▸ What the exercise asks: Continue the passage on the Borough of Dún Laoghaire, picking up after its final sentence.

▸ Document section:
┌──

The Borough of Dún Laoghaire was a borough on the southern coast of County Dublin, Ireland from 1930 to 1994. Its local authority was the Corporation of Dún Laoghaire. 

The borough was formed under the Local Government (Dublin) Act 1930 from the urban districts of Blackrock, Dalkey, Dún Laoghaire, and Killiney and Ballybrack. Plans to merge these coastal authorities were first made in 1903, a bill to effect this was being drawn up in 1924.

Whereas most Irish boroughs had the limited autonomy of an urban district, Dún Laoghaire had greater powers and was for many purposes practically a county borough independent of Dublin County Council.

The corporation headquarters was in Dún Laoghaire Town Hall. Dún Laoghaire was one of seven (non-county) boroughs and urban districts with its own Vocational Education Committee (VEC).

└──

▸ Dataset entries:
┌──

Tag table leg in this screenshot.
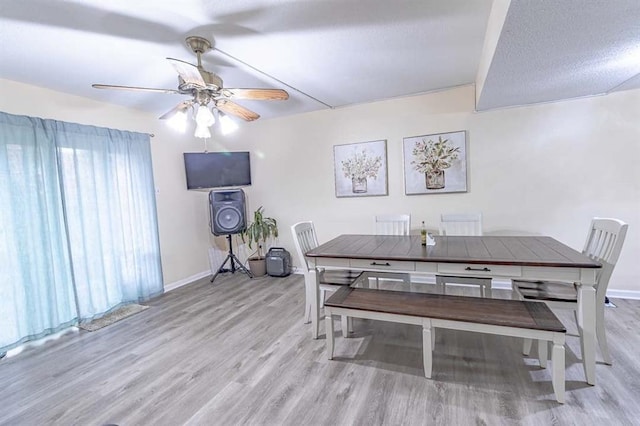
[578,285,596,385]
[324,307,334,359]
[422,319,433,379]
[309,269,320,339]
[545,333,565,404]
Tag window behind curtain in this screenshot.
[0,113,163,351]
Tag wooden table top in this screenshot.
[306,234,602,268]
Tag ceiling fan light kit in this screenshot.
[93,36,289,138]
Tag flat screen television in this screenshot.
[184,152,251,189]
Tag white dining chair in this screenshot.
[436,213,491,297]
[511,217,629,365]
[291,221,365,338]
[367,214,411,287]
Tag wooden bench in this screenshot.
[324,287,566,403]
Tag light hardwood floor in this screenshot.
[0,273,640,425]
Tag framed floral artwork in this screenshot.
[333,140,387,197]
[403,131,467,195]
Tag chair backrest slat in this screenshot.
[291,221,318,274]
[582,217,629,301]
[375,214,411,235]
[440,213,482,236]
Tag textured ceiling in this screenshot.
[477,0,640,110]
[0,0,640,118]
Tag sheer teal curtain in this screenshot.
[0,113,163,352]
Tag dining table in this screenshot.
[306,234,602,385]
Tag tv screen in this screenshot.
[184,152,251,189]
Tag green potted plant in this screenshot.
[240,206,278,277]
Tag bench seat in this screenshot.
[324,287,566,403]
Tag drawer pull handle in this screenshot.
[464,266,491,272]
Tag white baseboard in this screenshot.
[164,271,211,293]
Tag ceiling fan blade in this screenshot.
[216,99,260,121]
[91,84,180,94]
[222,89,289,101]
[159,101,193,120]
[167,58,207,89]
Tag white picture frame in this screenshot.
[403,130,467,195]
[333,140,388,198]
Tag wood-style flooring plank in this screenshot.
[0,273,640,426]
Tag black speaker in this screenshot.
[209,189,247,235]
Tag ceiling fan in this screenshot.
[92,36,289,137]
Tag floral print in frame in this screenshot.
[403,131,467,195]
[333,140,388,197]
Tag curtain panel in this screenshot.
[0,113,163,352]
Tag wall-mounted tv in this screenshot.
[184,152,251,189]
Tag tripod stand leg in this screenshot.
[209,254,233,282]
[209,235,253,282]
[229,253,253,278]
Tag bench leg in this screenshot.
[422,320,433,379]
[551,334,564,404]
[324,308,334,359]
[436,275,445,294]
[481,281,493,299]
[340,315,351,337]
[538,340,549,368]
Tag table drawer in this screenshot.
[438,263,522,278]
[351,259,416,271]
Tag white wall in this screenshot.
[229,86,640,291]
[0,80,640,292]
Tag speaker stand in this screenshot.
[210,234,253,282]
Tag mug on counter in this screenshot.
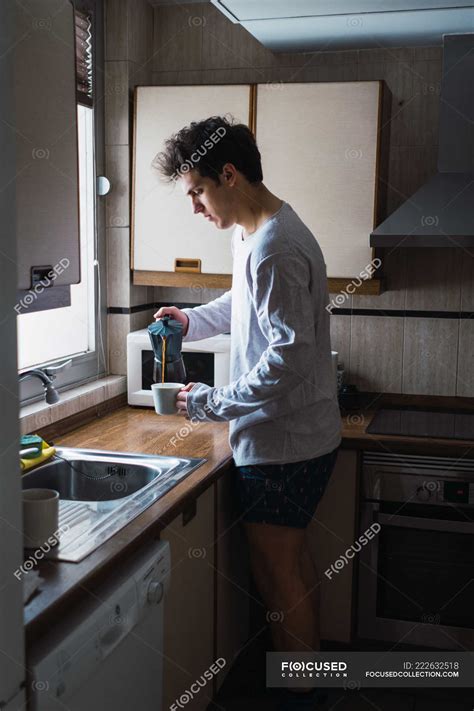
[23,489,59,548]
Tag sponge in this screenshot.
[20,435,43,459]
[20,435,56,472]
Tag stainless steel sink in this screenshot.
[22,447,206,562]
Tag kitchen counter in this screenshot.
[24,406,232,644]
[25,400,474,642]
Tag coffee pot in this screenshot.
[148,316,186,383]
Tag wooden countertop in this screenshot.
[24,402,474,643]
[24,406,232,643]
[342,408,474,459]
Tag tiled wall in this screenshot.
[104,0,154,375]
[103,0,474,396]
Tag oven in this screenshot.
[358,452,474,650]
[127,328,230,407]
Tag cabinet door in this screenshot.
[308,450,358,642]
[161,486,214,711]
[12,0,80,289]
[256,82,381,278]
[132,85,250,274]
[216,470,250,690]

└──

▸ In response:
On 1 January 1994, under the Local Government (Dublin) Act 1993, County Dublin ceased to exist, and was succeeded by three new counties: Fingal, Dún Laoghaire–Rathdown and South Dublin. Under the same provisions, the borough of Dún Laoghaire also ceased to exist. The powers of the Corporation of Dún Laoghaire were transferred to the new Dún Laoghaire–Rathdown County Council. Whereas the VECs of other boroughs and urban districts were absorbed by the surrounding county's VEC in 1997, Dún Laoghaire VEC remained in existence until VECs were abolished in 2013, whereupon its functions were transferred to Dublin and Dún Laoghaire Education and Training Board.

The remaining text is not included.